[Exercise tasks]:
1. According to the Regency romance article, which Heyer novel became recommended reading at Sandhurst?
2. Reproduce the part of the Regency romance article from "You should read Regency romance because it was" to "Regency romance escape." word for word.

[Reading passage]:
○ ○ ○ ○ ○ ○ ○
English novelist Georgette Heyer is the mother of the Regency romance genre. First published in 1921, Heyer’s great cadre of work encompassed mysteries as well as romances set in the upper classes of Georgian and Regency England. Her work was escapist and meticulously researched. It was romantic but never melodramatic.
It was so well researched that, according to the Wall Street Journal, “The Infamous Army (1937), her retelling of the Battle of Waterloo, became recommended reading at Sandhurst, the British military academy.”
Heyer was already a well-known mystery writer when, in 1935, she published Regency Buck and launched the Regency romance genre. When England marched into World War II, the popularity of Heyer’s romances soared.
Of the wartime popularity of her books, Heyer wrote this: “I think myself I ought to be shot for writing such nonsense, but it’s unquestionably good escapist literature; & I think I should rather like it if I were sitting in an air-raid shelter, or recovering from flu.”
Historical romance author Sophie Irwin asserts in her Oxford University dissertation that the escapism provided by Georgette Heyer helped England win World War II. Read this interview with her. It is phenomenal!
Why you should read Regency romance when the world is burning down
You should read Regency romance because it’s about a group of people who, after defeating their generation’s greatest threat, enjoyed the hell out of life. Between their wealth and privilege and absurd customs, they could do it, too. They’d walked through fire and come out on the other side. They endured decades of backbreaking hardship, soul-rending sacrifice, and enough fear for five lifetimes.

You should read Regency romance because it was canonized as a genre by men in foxholes and women at the homefront, and people hiding during the Blitz. It was written for people whose world was burning down, people who grabbed onto scant moments when they could mentally escape and gather the strength to fight another day.
I’m not advocating that we escape fully. No good will come from burying our heads in the sand. We should resist. But perhaps we should also rest.
There are many tools for defeating dictators and fighting fascists. Regency romance helped the Greatest Generation do it. Maybe it will help us, too.
Want some low-stakes Regency romance to see you through? Even though my writing takes place in the early Victorian era (I love the external conflict that arises from a society in the middle of a great cultural and technological shift), I can’t say no to a good Regency romance escape.
Here are some recommendations from yours truly.
If you want to laugh out loud: Romancing the Duke by Tessa Dare
If you want to see those coastal militias in action: A Night to Surrender by Tessa Dare
If you want to learn about Waterloo: Slightly Tempted by Mary Balogh
If you want a delicious enemies-to-lovers story: A Reckless Match by Kate Bateman (She follows my Substack!)
If you want a spin on Jane Austen’s Persuasion: A Lady’s Guide to Scandal by Sophie Irwin
If you want a beautiful gay romance about a smuggler and a newly titled lord: The Secret Lives of Country Gentlemen by KJ Charles
If you want to read about a smart spinster with a naughty list: Nine Rules to Break When Romancing a Rake by Sarah MacLean
If you want a little murder mystery thrown in: Devil’s Bride by Stephanie Laurens
If you want vivid historical details, whip-smart dialogue, and a Parisian dressmaker with a theatrical curtsey: Silk is for Seduction by Loretta Chase
If you want to see a thief meet her match: To Love a Thief by Julie Anne Long
If you want to go back to the beginning: The Grand Sophy by Georgette Heyer
Thank you so much for writing this wonderful piece. Definitely need a bit of well researched but escapist romance right now. To my Libby app I go right after leaving some scathing political comments on substack.
CLASS IS IN SESSION! I'm not even a historical romance reader, and I'm OBSESSED with this. Can you make us newbies a recommended reading list??
○ ○ ○ ○ ○ ○ ○
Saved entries
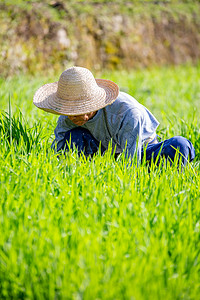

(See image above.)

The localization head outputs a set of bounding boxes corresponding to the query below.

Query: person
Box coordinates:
[33,67,195,165]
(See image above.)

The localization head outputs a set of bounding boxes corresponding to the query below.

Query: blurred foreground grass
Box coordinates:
[0,66,200,299]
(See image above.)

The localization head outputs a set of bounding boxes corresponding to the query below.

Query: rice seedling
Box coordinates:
[0,66,200,299]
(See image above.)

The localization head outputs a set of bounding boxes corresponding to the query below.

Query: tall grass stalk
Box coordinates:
[0,66,200,300]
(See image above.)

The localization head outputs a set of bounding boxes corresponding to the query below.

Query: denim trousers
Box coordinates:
[59,127,195,165]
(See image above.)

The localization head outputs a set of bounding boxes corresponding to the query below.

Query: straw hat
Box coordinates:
[33,67,119,115]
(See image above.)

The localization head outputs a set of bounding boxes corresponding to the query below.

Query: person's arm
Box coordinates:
[115,109,142,160]
[51,116,73,152]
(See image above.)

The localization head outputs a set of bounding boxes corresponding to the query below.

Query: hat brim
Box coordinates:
[33,79,119,116]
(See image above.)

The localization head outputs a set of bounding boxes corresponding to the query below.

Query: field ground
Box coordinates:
[0,65,200,299]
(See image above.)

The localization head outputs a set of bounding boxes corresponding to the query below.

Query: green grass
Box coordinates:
[0,66,200,299]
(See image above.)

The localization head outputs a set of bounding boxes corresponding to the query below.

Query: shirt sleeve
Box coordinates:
[51,116,72,152]
[118,109,142,160]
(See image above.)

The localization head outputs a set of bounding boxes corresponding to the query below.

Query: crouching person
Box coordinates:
[33,67,195,165]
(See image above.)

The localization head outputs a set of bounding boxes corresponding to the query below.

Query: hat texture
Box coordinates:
[33,67,119,116]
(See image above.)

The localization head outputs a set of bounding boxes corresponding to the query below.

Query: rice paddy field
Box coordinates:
[0,65,200,300]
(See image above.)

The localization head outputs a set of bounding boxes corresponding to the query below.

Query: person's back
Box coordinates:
[34,67,195,165]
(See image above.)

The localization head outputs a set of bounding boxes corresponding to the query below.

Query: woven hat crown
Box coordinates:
[57,67,105,101]
[33,67,119,116]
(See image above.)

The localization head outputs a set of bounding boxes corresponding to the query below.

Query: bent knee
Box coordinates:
[165,136,195,164]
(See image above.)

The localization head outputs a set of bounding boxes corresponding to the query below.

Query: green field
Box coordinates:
[0,65,200,300]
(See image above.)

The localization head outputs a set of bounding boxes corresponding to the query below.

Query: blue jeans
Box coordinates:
[59,127,195,165]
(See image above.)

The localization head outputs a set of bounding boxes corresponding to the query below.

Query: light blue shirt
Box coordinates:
[52,92,159,159]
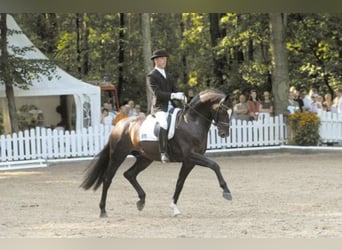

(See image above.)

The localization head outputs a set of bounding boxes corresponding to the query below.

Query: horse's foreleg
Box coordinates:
[170,163,195,216]
[190,150,232,200]
[124,155,152,211]
[100,156,126,218]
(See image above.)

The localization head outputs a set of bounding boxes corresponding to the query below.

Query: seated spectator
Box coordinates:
[234,95,250,121]
[112,105,129,126]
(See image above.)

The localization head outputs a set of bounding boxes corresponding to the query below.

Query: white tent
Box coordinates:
[0,15,101,131]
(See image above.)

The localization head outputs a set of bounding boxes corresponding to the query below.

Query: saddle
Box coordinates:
[139,108,181,141]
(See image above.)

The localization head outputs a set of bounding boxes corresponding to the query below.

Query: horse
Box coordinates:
[81,89,232,217]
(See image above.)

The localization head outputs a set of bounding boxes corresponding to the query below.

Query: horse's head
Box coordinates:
[213,95,232,137]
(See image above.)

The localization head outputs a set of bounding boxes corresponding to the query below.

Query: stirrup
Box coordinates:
[160,153,170,163]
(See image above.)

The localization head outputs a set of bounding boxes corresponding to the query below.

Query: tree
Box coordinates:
[270,13,289,115]
[141,13,152,113]
[0,13,56,132]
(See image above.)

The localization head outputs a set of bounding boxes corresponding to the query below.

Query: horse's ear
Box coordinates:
[224,95,232,107]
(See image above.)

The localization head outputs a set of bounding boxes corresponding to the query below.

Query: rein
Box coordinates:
[184,103,230,126]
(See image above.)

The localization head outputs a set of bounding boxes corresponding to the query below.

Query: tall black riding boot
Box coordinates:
[159,128,169,163]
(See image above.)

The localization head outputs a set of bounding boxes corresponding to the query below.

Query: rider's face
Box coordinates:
[154,56,167,69]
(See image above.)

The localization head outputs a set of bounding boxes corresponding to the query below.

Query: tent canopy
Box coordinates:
[0,15,101,133]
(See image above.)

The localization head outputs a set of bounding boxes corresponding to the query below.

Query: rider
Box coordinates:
[146,49,186,163]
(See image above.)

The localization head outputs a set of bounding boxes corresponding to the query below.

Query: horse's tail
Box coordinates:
[81,142,110,190]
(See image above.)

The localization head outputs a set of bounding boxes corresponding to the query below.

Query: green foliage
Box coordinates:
[289,112,320,146]
[11,13,342,110]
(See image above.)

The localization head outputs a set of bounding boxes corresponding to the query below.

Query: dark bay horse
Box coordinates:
[81,90,232,217]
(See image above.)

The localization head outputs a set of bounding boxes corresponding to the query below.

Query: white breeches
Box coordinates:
[154,111,167,129]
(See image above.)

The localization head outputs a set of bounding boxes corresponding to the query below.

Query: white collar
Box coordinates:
[155,67,166,79]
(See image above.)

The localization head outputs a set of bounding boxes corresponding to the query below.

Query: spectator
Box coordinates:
[322,93,333,112]
[234,95,250,121]
[298,89,311,113]
[259,91,273,117]
[187,88,195,103]
[337,89,342,115]
[100,108,113,126]
[287,92,300,114]
[112,105,129,126]
[247,89,260,120]
[310,93,322,113]
[127,100,136,116]
[134,104,145,118]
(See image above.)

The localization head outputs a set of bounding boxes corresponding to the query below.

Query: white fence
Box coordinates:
[0,116,287,165]
[319,111,342,143]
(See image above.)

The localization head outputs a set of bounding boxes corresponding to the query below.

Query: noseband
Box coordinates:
[213,99,230,126]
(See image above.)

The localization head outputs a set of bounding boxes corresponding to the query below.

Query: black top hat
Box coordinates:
[151,49,168,60]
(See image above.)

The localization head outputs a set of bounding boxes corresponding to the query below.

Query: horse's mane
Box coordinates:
[190,89,225,105]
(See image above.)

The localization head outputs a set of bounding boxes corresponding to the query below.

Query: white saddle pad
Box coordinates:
[140,108,181,141]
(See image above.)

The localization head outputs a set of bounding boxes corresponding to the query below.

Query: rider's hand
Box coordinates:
[171,92,186,102]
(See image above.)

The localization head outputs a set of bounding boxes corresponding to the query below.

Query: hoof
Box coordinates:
[100,212,108,218]
[137,201,145,211]
[223,192,232,201]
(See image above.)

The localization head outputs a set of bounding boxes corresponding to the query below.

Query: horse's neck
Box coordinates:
[184,107,211,134]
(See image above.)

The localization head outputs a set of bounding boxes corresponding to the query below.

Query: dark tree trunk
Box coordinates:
[82,13,89,79]
[75,13,82,78]
[118,13,125,98]
[270,13,289,115]
[209,13,227,84]
[0,13,18,133]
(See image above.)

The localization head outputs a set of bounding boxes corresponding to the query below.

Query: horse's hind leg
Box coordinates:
[124,155,152,211]
[170,162,195,216]
[100,155,126,218]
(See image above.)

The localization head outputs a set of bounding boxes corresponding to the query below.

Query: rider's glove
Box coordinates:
[171,92,186,102]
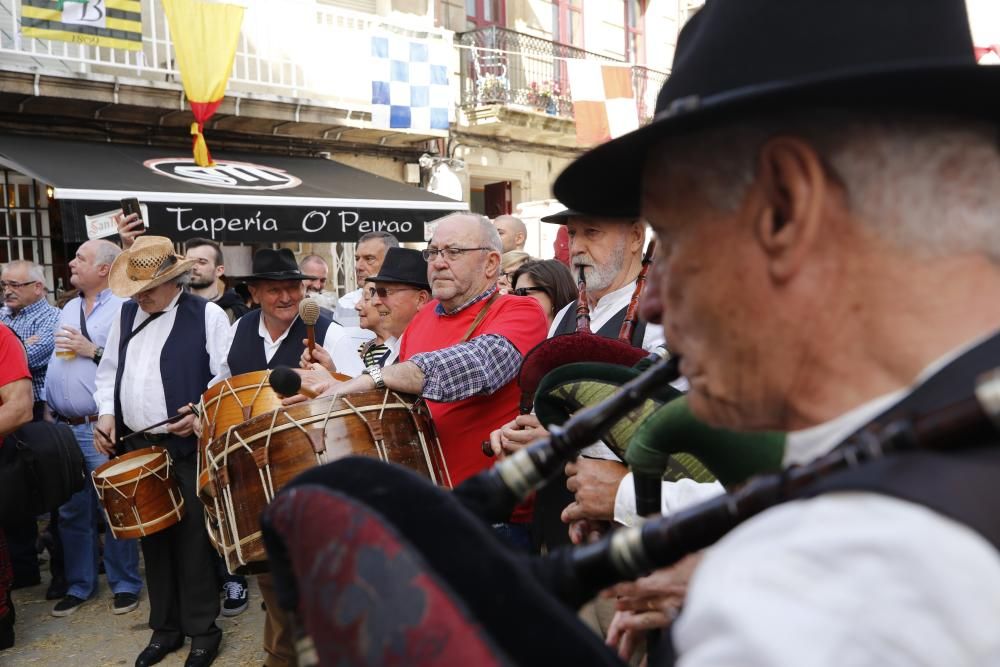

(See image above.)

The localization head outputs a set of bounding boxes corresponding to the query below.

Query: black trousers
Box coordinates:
[3,401,65,586]
[140,446,222,648]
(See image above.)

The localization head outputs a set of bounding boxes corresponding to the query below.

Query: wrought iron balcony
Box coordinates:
[456,27,667,122]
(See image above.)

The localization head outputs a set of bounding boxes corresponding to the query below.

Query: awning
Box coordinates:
[0,135,468,243]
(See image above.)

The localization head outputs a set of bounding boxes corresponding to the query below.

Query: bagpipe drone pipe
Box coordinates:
[535,371,1000,605]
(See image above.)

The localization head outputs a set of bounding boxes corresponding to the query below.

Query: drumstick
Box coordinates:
[299,298,319,360]
[119,403,201,442]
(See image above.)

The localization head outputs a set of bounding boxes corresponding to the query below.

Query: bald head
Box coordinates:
[493,215,528,252]
[427,213,500,311]
[69,239,122,296]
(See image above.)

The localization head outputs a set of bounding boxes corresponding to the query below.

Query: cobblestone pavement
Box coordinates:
[0,572,264,667]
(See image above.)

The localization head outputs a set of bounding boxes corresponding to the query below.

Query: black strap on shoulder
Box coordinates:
[799,328,1000,549]
[80,294,94,343]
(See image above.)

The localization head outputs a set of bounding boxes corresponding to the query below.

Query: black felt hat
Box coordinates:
[553,0,1000,218]
[239,248,316,280]
[365,248,431,292]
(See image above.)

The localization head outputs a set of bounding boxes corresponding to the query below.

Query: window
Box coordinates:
[552,0,583,48]
[465,0,507,30]
[625,0,646,65]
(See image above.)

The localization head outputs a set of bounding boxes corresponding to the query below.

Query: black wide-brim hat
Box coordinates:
[553,0,1000,218]
[365,248,431,292]
[236,248,316,280]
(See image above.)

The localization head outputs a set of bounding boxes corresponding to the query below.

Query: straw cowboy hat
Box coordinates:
[108,236,194,298]
[553,0,1000,218]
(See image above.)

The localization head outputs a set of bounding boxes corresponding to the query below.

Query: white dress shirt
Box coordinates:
[95,293,229,433]
[673,346,1000,667]
[208,313,347,387]
[549,280,664,352]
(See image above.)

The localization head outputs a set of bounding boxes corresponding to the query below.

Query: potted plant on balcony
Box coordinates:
[528,81,560,116]
[476,74,507,104]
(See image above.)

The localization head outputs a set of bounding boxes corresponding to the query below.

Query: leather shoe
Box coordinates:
[184,648,219,667]
[135,637,184,667]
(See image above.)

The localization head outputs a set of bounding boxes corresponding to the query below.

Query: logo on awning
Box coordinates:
[143,157,302,190]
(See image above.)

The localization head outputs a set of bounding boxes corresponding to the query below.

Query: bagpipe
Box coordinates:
[262,237,1000,664]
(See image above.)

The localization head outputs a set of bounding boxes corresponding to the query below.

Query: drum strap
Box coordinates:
[458,290,500,343]
[80,302,94,343]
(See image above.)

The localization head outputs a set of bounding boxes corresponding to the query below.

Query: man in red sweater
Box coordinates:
[303,213,548,546]
[0,324,32,651]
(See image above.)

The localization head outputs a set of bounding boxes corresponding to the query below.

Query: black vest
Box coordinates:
[801,334,1000,549]
[554,305,646,347]
[649,334,1000,667]
[532,305,646,551]
[226,309,339,375]
[115,292,212,459]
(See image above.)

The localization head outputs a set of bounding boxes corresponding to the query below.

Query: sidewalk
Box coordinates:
[0,566,264,667]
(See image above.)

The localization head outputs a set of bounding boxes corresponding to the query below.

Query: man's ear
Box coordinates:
[485,250,500,278]
[751,137,833,281]
[628,220,646,254]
○ ○ ○ ○ ○ ○ ○
[Task answers]:
1. The Infamous Army (1937), her retelling of the Battle of Waterloo.

2.
You should read Regency romance because it was canonized as a genre by men in foxholes and women at the homefront, and people hiding during the Blitz. It was written for people whose world was burning down, people who grabbed onto scant moments when they could mentally escape and gather the strength to fight another day.
I’m not advocating that we escape fully. No good will come from burying our heads in the sand. We should resist. But perhaps we should also rest.
There are many tools for defeating dictators and fighting fascists. Regency romance helped the Greatest Generation do it. Maybe it will help us, too.
Want some low-stakes Regency romance to see you through? Even though my writing takes place in the early Victorian era (I love the external conflict that arises from a society in the middle of a great cultural and technological shift), I can’t say no to a good Regency romance escape.